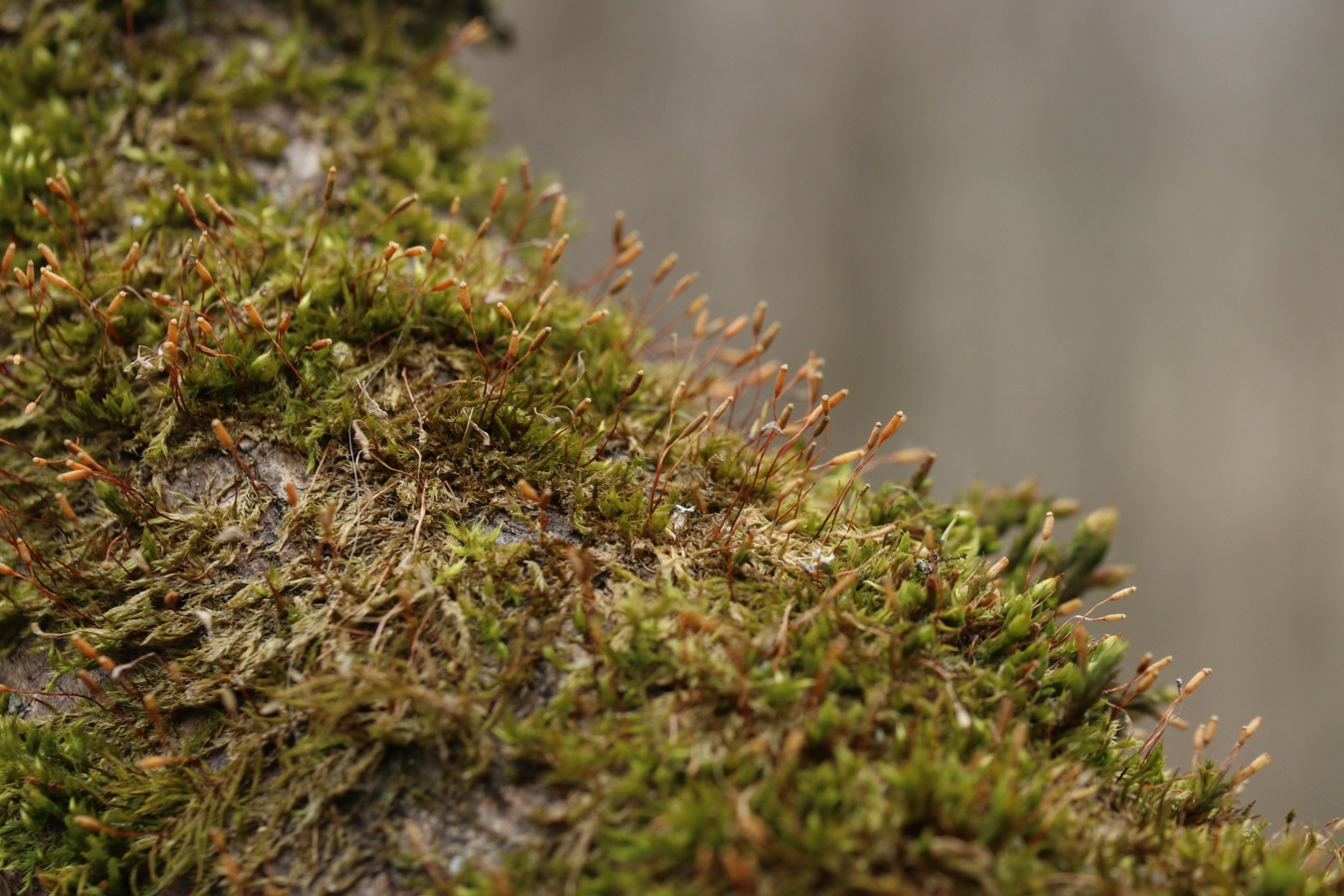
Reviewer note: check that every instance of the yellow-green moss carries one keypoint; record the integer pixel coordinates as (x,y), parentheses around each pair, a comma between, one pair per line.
(407,617)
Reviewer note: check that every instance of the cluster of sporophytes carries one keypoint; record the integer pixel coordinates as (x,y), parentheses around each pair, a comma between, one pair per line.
(348,547)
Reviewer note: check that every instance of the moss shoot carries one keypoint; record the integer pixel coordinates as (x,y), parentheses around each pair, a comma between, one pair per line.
(351,546)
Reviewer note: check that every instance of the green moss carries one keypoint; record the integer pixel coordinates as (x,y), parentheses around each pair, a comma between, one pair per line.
(323,579)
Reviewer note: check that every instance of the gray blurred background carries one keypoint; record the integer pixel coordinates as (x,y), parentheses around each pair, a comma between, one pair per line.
(1097,242)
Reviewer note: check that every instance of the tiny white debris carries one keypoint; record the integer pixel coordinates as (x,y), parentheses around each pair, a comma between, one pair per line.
(820,558)
(679,515)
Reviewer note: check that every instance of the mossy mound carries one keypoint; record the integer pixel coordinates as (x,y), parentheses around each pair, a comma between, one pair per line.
(349,550)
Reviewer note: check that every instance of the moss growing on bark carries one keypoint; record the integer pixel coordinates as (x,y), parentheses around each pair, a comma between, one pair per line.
(348,547)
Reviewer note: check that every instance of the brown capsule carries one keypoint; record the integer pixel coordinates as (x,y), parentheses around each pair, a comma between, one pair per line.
(893,425)
(721,410)
(221,212)
(621,283)
(529,492)
(84,646)
(560,249)
(57,280)
(60,188)
(546,296)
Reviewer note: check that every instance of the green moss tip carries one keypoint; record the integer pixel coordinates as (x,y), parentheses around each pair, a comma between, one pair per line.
(351,549)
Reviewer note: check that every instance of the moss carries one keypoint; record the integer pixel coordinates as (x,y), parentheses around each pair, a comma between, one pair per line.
(348,547)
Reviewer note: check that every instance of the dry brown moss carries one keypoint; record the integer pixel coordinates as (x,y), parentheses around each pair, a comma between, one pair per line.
(368,580)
• • • •
▸ **TASK OBJECTIVE**
Copy out the listing exactly as it stands, but not the pictures.

▸ **YOUR SOLUTION**
Reviewer note: check that every instance of the yellow-green moss carries one keypoint; record the integer pixel coordinates as (x,y), parentheses around each pair, a comma between, one pair per line.
(407,617)
Reviewer note: check that every instance of the cluster of sporophytes carries one keypoint; record the integer pixel coordinates as (x,y), parentheses around each pair, a comma between, one pair per line.
(348,547)
Reviewer note: check that every instance of the moss shoot carries one keypoint; record the integer pixel coordinates as (x,y), parentheses around each pair, a comma between, one pair per line.
(351,546)
Reviewer note: check that every instance of the green moss carries one keypoint; record the integer pixel coordinates as (x,y), parentheses around each pair, a comma between, one pair per line.
(323,579)
Reviewer note: check that every instance of the gray blurred background carries one keypoint; record the integer pixel coordinates as (x,y), parentheses around each pair, a comma between, one pair per line.
(1097,242)
Reviewer note: check that every instance of the tiny white debris carries one keypoint; record the integer pixel coordinates as (x,y), parentheses around each pair, a comma between, one pair per line.
(820,558)
(679,515)
Reviewer note: check that every instance of the mossy mound carries one keypoint; record the integer pixel coordinates as (x,y), parentheses around each pair, a comma between, one pair per line.
(349,550)
Reviewer note: check that every instance of the moss growing on bark carries one keypoint; record the integer pixel coordinates as (x,y), parentheses around each pair, a comma between, one pair per line.
(348,547)
Reviewer note: check that every instance of the brown capsule carries one keypoint; record the integer pixel coordinates as (x,y), parentheses around each pair, a comma between, one pair per line.
(893,425)
(721,410)
(221,212)
(621,283)
(529,492)
(84,646)
(560,249)
(57,280)
(60,188)
(546,296)
Reviewer note: check that every instance of the green moss tip carries one keypoint; record the integer pixel coordinates as (x,y), parentheses around each pair, a comma between, one pair per line.
(351,549)
Reviewer note: check that every instance of the moss carries one keypoint; record the integer pixel coordinates as (x,y), parentheses around each pair, a comma between, one pair per line.
(348,547)
Reviewer note: check that every instance of the dry brown moss carries one keypoint; record the integer pixel coordinates as (x,y), parentheses around each pair, a comma between, one pair per line.
(368,580)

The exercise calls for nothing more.